**TEXT PROVIDED**
• • • •

Ex-Gay Group Head Now Says Practicing Gays Go to Heaven

Jason St. Amand READ TIME: 3 MIN.

Alan Chambers, the president of Exodus International, which recently stopped supporting conversion therapy, told the Christian Post that gay men and lesbians will go to heaven as long as they "have security in Christ."

Chambers' dramatic change in his position that gay men and lesbians basically cannot reverse their sexual orientation through prayer or therapy has a number of Christian organizations upset. Several leaders of the Religious Right are urging the 40-year-old to resign as president of the nation's most prominent (notorious, some would say) ex-gay organization.

"The issue is that Alan assures even self-professed believers who are unrepentant and self-affirming in their sin that no sinning of any magnitude or degree will keep them from going to heaven," Dr. Robert A. J. Gagon, associate professor of New Testament at Pittsburg Theological Seminary, told the website. Gagon is worried that Chambers' statements will allow gays to "engage in homosexual behavior" with the belief "that their salvation is guaranteed."

• • • •

[Stored data entries]
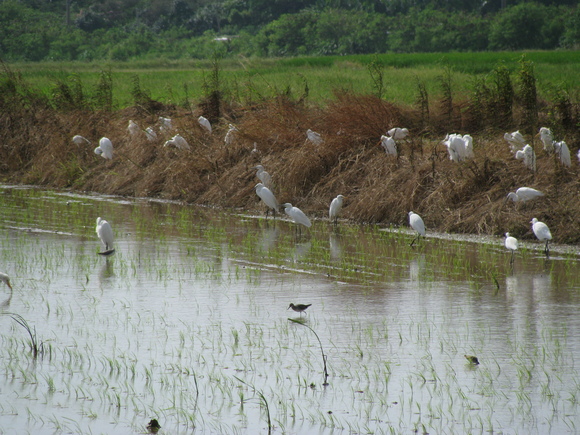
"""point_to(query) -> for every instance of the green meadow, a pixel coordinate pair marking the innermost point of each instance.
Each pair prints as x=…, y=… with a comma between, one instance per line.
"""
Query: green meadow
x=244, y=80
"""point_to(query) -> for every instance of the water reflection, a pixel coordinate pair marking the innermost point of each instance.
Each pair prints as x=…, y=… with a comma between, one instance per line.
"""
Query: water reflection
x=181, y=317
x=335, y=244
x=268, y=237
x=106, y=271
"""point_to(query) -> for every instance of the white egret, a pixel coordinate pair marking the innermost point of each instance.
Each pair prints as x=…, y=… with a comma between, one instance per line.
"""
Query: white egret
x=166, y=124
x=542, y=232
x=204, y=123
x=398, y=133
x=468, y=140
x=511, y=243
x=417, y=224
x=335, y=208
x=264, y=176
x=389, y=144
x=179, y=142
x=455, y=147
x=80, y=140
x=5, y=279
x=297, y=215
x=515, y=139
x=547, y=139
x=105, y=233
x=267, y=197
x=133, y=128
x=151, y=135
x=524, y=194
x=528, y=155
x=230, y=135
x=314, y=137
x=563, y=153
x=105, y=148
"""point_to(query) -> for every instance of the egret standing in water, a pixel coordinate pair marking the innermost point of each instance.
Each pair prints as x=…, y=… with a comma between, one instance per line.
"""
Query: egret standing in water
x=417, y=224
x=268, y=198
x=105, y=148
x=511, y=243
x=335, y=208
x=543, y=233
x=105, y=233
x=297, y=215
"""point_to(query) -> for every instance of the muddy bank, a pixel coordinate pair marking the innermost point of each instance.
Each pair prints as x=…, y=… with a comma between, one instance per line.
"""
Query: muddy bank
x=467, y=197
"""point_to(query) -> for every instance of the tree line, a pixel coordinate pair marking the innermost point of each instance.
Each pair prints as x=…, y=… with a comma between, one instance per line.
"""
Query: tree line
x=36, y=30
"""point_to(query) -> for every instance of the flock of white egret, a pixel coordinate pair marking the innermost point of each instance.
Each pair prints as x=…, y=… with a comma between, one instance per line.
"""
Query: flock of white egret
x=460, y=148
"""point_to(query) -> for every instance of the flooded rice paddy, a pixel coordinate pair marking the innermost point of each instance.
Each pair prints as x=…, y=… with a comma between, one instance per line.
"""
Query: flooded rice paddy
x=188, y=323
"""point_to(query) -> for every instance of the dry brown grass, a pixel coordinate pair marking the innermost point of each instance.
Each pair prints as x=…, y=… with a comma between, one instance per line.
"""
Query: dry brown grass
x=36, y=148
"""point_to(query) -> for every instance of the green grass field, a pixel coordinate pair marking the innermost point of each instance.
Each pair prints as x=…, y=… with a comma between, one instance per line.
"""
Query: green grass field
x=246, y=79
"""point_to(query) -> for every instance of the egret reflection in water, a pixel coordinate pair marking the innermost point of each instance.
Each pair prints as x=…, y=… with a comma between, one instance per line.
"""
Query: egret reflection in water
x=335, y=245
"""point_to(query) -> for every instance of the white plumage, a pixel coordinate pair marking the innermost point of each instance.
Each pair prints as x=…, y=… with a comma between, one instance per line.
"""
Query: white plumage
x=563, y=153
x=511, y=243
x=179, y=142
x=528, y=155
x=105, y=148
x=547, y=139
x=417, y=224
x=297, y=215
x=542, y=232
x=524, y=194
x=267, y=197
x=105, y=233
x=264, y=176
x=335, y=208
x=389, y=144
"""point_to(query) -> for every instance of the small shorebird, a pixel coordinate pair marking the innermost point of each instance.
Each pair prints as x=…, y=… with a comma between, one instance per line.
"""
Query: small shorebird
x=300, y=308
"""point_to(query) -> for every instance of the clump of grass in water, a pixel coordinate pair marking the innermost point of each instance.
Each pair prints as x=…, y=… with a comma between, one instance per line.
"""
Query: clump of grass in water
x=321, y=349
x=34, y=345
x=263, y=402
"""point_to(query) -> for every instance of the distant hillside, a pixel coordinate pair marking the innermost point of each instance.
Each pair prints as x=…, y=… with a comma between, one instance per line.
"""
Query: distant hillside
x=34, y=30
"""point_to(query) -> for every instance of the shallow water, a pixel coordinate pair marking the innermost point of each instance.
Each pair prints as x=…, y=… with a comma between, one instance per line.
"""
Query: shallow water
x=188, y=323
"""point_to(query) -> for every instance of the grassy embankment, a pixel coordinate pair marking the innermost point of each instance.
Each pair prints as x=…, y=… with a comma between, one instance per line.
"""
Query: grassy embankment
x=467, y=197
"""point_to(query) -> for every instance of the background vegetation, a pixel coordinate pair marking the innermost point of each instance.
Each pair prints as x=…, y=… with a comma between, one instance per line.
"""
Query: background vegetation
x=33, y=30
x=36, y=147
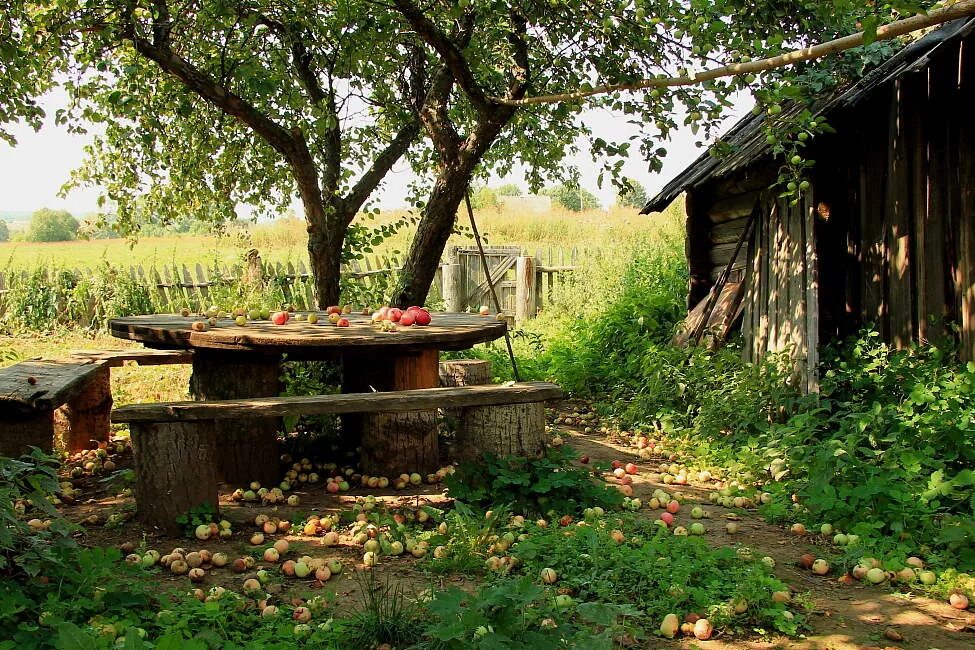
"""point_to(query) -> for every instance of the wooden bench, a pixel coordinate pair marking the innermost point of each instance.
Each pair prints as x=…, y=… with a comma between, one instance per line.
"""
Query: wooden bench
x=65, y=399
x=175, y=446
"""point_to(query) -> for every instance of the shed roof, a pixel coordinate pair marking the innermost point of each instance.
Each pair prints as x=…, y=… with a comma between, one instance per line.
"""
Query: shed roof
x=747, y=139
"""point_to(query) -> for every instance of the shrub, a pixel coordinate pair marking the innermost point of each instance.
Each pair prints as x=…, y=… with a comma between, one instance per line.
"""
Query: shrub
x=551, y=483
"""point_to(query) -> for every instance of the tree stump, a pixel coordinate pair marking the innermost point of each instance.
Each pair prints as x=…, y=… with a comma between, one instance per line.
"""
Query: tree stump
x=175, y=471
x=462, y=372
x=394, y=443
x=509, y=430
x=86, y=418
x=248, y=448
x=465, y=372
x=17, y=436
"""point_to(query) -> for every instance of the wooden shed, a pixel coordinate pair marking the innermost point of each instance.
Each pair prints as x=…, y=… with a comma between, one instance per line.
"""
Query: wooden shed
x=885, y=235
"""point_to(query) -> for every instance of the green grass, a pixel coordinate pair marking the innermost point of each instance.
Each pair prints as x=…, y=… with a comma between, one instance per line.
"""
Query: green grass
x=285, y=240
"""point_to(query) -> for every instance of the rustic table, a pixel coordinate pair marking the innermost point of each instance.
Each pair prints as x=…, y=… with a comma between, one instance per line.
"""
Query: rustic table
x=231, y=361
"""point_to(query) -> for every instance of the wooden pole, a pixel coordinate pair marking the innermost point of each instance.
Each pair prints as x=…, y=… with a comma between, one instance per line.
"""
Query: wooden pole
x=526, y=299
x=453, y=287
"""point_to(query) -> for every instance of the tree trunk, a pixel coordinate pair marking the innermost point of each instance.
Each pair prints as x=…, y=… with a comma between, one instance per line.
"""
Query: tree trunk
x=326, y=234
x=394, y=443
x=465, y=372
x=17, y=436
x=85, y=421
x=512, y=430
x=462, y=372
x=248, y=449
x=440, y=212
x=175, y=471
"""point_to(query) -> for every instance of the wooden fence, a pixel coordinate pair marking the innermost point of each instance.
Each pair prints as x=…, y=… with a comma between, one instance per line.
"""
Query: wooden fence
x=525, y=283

• • • •

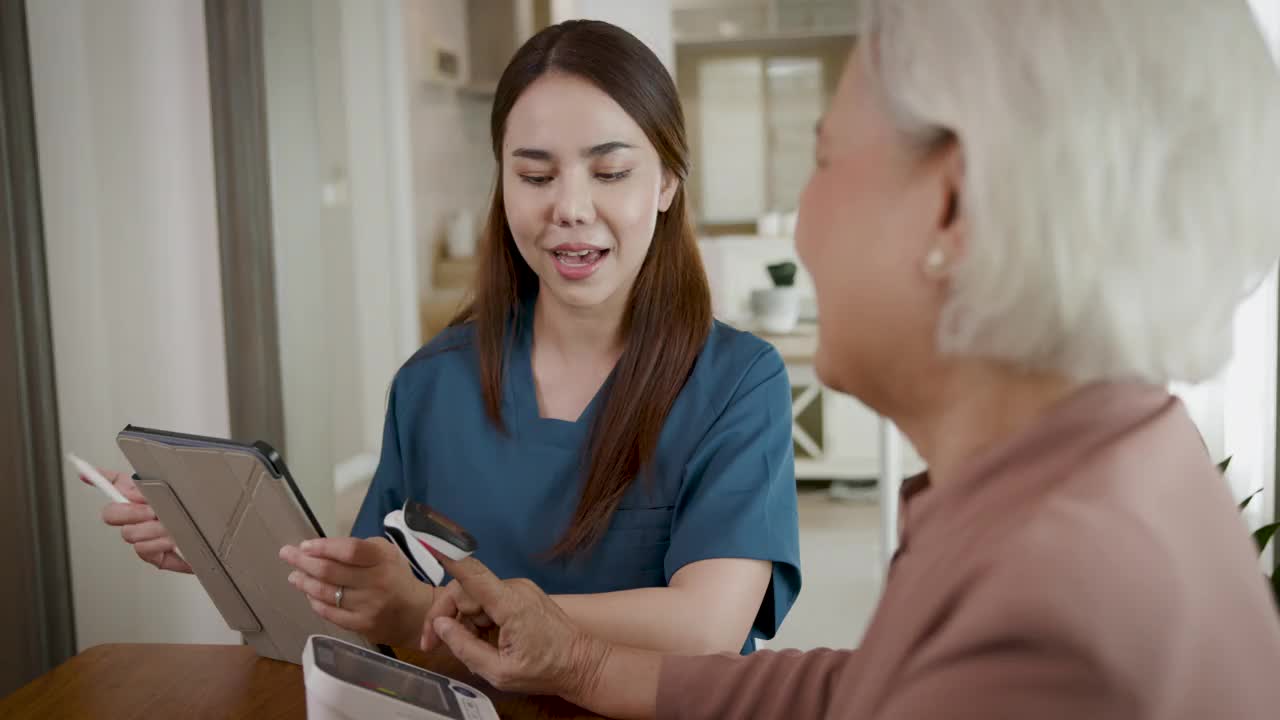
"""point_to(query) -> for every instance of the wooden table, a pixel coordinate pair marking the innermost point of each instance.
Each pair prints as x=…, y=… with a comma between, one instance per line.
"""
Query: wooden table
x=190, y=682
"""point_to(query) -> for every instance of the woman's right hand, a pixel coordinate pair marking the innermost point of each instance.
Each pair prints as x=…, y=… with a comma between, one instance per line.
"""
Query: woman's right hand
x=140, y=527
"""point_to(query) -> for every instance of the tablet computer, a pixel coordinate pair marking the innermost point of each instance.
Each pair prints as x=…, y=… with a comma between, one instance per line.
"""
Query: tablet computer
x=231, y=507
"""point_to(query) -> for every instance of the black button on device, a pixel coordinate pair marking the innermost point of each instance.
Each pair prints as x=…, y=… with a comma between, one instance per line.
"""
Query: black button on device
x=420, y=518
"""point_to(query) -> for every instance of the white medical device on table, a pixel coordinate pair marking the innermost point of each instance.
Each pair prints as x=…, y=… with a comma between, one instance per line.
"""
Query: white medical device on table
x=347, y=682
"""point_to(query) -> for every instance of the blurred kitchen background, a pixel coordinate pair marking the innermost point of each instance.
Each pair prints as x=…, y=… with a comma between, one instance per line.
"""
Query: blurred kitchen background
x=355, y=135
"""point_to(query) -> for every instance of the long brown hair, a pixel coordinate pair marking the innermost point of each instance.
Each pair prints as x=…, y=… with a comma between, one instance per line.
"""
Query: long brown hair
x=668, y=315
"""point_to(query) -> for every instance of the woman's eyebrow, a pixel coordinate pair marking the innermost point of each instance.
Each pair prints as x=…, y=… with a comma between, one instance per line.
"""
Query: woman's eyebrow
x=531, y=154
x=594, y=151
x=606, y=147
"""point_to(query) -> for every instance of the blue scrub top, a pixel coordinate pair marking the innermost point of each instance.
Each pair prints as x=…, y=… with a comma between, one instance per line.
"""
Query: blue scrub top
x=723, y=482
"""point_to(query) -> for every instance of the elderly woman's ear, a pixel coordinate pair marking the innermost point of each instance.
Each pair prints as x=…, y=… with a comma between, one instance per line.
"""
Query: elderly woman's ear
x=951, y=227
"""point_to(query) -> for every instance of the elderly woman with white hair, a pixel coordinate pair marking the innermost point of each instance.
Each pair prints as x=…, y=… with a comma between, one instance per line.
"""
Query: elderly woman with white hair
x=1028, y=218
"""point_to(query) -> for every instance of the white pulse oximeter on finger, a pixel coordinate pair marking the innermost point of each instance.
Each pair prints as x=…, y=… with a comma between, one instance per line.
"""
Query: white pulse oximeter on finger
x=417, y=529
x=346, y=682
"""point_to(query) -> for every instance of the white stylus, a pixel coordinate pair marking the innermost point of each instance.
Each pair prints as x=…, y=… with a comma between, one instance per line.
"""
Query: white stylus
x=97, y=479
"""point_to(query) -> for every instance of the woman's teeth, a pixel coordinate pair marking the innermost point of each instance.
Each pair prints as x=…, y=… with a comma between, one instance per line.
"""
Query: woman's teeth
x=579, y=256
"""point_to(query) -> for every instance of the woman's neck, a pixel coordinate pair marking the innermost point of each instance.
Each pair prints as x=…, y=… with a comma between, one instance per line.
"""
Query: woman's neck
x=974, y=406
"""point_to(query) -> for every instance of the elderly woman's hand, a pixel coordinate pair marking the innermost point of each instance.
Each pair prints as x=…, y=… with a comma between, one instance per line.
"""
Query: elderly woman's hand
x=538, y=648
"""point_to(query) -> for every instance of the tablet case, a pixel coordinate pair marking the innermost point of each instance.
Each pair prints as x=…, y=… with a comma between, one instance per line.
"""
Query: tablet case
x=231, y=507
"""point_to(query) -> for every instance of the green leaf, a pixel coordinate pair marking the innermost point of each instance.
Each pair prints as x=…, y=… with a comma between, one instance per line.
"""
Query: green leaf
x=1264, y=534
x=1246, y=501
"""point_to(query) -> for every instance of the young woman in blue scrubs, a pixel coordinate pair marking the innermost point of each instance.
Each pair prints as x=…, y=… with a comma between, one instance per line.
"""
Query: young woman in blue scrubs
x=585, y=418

• • • •

**ACTIVITY**
Continue the article about Alan Chambers and Exodus International, starting after its last sentence. The data stands apart from the text and has no connection to it.

**OUTPUT OF THE TASK**
Gagon's disagreement with Alan is over his belief that "no immoral behavior of any magnitude carried out in an unrepentant and self-affirming manner over the course of one's life is even an indication of a nonexistent faith."

Earlier this month Chambers told the New York Times that almost
every "ex-gay" person he has met still harbors same-sex attraction, including himself. He went on to say that Exodus International no longer supports reparative therapy, which is a controversial type of therapy that some believe can "cure" homosexuality.

"I believe that any sexual expression outside of heterosexual, monogamous marriage is sinful according to the Bible," Chambers said. "But we've been asking people with same-sex attractions to overcome something in a way that we don't ask of anyone else," he said.

Chambers also insists that "anyone who has given his or her heart to Christ, the gift of salvation is irrevocable," the Christian Post notes. Despite his admission, he remains married to a woman, who continues to support him. They are together the parents of two children.

"You know my issue isn't whether gay people go to heaven or straight people go to heaven. The point that I'm trying to make is that we as believers can have security in Christ when we are believers," he told the website. "I'm not saying that sin isn't sin. I'm not saying that people should live in unrepentant sin. I'm not saying that that's a mark of a mature believer at all," he added.

He went on to say that he has "surrendered my heart, my life to Jesus Christ" but that everyone is a victim of sin. Chambers told the website he is frustrated with Christians who put more on being gay than other issues. He believes all sins are equal.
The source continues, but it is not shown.